EXERCISE GOAL
Reproduce verbatim everything from the start of the entries down to and including the line containing "pixel 56 48".

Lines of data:
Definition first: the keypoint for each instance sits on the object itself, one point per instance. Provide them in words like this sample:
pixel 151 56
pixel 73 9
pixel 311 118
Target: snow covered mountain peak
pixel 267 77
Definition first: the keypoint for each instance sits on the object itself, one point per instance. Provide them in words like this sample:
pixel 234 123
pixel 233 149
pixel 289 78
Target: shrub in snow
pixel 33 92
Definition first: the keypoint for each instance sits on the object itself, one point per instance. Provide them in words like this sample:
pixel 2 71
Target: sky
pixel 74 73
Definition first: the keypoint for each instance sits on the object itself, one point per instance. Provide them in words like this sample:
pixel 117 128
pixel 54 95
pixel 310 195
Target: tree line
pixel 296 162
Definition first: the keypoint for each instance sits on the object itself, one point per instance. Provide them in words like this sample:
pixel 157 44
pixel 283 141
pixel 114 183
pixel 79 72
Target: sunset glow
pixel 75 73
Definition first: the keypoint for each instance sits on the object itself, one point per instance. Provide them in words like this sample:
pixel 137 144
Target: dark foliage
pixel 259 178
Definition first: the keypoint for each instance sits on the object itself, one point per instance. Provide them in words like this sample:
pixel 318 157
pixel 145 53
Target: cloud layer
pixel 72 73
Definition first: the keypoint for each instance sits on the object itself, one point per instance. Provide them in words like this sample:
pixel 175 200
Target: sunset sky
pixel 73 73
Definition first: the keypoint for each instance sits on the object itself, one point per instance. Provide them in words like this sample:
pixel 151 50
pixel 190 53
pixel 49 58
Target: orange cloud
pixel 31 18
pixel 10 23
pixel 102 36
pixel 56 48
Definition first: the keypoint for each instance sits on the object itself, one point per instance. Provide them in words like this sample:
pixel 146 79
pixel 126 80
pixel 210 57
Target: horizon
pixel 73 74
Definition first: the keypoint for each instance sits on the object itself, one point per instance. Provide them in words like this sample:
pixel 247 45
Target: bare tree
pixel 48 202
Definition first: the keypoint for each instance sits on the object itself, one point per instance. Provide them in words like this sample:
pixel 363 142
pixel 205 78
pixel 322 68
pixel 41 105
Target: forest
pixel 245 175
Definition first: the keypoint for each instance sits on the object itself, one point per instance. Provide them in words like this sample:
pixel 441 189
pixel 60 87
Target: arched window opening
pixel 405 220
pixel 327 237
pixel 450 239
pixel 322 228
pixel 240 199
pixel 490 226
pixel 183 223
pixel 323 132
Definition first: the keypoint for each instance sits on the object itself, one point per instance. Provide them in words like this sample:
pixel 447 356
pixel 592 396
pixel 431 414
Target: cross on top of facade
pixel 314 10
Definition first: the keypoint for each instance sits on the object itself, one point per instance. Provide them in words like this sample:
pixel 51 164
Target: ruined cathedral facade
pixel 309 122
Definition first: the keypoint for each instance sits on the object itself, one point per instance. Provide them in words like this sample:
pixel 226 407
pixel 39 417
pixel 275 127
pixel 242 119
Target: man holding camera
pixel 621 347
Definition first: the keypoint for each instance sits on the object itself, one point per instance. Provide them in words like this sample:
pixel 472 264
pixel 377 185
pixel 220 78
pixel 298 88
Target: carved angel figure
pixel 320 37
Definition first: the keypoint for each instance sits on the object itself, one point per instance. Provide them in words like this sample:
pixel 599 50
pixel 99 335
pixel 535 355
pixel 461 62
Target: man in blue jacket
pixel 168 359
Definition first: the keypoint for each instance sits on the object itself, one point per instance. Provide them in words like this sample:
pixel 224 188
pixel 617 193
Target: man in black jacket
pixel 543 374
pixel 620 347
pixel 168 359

CORRECT RESPONSE
Definition first: the keypoint for each instance sits on the object itself, one point per instance. Provide them in words like this sample:
pixel 151 56
pixel 73 9
pixel 311 118
Target: snow covered mountain peak
pixel 267 77
Definition first: the keypoint for each instance sits on the object itself, one point per instance. Provide them in words like this sample:
pixel 234 123
pixel 233 149
pixel 289 78
Target: shrub in snow
pixel 33 92
Definition first: the keypoint for each instance sits on the object itself, one point per instance. Provide them in words like this sample:
pixel 2 71
Target: sky
pixel 74 73
Definition first: the keypoint for each instance sits on the object itself, one point per instance. Provide them in words like this sample:
pixel 117 128
pixel 54 95
pixel 310 195
Target: tree line
pixel 296 162
Definition first: the keypoint for each instance sits on the object itself, one point per instance. Provide them in words like this sample:
pixel 157 44
pixel 283 141
pixel 114 183
pixel 79 72
Target: sunset glow
pixel 75 73
Definition first: the keypoint for each instance sits on the object itself, one point per instance. Provide them in words like this sample:
pixel 137 144
Target: dark foliage
pixel 259 178
Definition first: the keypoint for each instance sits on the object itself, one point per instance. Provide them in words like this sample:
pixel 318 157
pixel 145 53
Target: cloud layer
pixel 72 73
Definition first: the keypoint for each instance sits on the object itself, one point per instance. Provide them in words like this sample:
pixel 175 200
Target: sunset sky
pixel 73 73
Definition first: the keypoint for each instance sits on the object itself, one point per instance. Provide them in words like this sample:
pixel 151 50
pixel 190 53
pixel 49 58
Target: orange cloud
pixel 31 18
pixel 10 23
pixel 102 36
pixel 56 48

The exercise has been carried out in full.